Problem requirements - In the records below, write out word for word everything from the line containing "Where can the rough" down to the line containing "x=313, y=221", including both of those lines.

Supplied records -
• • • • •

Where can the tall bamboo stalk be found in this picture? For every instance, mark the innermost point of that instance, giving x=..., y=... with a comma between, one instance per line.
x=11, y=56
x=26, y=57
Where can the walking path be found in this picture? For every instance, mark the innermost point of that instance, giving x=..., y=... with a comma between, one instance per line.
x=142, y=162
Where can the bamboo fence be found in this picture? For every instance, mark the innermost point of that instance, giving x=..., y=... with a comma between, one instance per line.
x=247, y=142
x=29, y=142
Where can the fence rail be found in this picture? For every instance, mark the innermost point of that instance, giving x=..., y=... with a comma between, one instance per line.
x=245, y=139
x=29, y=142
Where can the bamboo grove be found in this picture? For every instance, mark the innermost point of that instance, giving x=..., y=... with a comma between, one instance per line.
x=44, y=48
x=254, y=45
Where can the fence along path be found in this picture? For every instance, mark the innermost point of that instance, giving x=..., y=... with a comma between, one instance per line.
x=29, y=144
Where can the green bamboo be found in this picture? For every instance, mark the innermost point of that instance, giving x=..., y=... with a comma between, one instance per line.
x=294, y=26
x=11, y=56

• • • • •

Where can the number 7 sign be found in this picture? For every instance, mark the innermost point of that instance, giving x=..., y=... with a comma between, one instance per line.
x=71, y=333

• • • • •

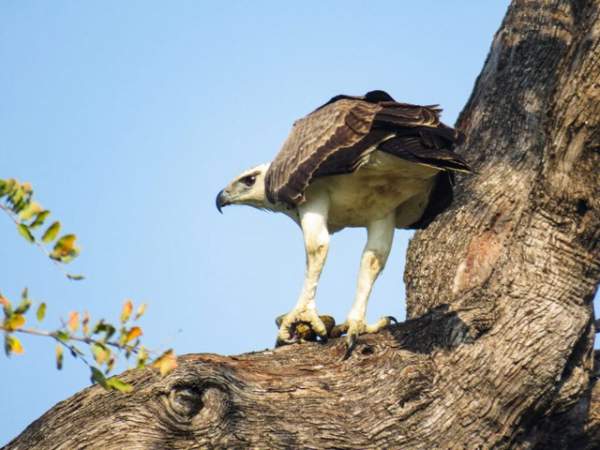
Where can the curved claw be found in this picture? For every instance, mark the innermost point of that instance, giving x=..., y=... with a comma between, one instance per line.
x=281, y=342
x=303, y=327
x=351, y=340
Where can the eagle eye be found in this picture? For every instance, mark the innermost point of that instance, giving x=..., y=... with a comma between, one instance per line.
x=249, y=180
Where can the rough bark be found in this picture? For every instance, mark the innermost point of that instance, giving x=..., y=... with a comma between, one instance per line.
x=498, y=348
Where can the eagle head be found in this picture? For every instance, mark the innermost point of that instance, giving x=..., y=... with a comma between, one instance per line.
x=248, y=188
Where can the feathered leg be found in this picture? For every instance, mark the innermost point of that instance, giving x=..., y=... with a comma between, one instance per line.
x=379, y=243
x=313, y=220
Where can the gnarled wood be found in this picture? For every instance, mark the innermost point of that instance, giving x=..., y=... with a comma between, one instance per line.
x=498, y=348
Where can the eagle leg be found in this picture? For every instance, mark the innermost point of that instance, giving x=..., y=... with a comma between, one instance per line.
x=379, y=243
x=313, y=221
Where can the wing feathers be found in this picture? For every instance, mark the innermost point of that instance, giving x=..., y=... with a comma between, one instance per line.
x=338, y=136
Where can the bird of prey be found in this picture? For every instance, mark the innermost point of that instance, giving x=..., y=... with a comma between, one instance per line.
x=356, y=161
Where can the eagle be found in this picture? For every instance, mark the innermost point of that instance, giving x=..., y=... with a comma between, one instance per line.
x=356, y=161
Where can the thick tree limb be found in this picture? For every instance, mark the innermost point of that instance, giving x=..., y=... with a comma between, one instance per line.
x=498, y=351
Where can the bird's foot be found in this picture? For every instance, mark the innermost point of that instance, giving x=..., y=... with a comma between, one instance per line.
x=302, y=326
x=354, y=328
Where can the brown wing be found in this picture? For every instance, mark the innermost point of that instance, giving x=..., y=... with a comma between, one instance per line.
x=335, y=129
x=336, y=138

• • • • •

Written response -
Where can the rough bark be found in this picture? For every instance, mark the innermost point of that instance, giving x=..., y=... with a comma between, one instance per line.
x=498, y=348
Where can the eagle head be found in this picture? For every instance, mark the innermost point of that instance, giving x=..., y=... with a comma between, one instance per line.
x=248, y=188
Where can the feathered leg be found in this picture? For every instance, mark the innermost point of that instance, giving x=..., y=... with a comma between, one instance per line.
x=379, y=243
x=313, y=220
Where can the gnarled wood be found in this picture? For every instance, mark the innermost point of that instance, giving x=..., y=... with a comma between, one instance per line.
x=498, y=348
Where can the eagle leg be found in this picture? For every instance, mark the innermost point of that instance, giving x=..., y=... with a comma between, one instance per line.
x=379, y=243
x=313, y=221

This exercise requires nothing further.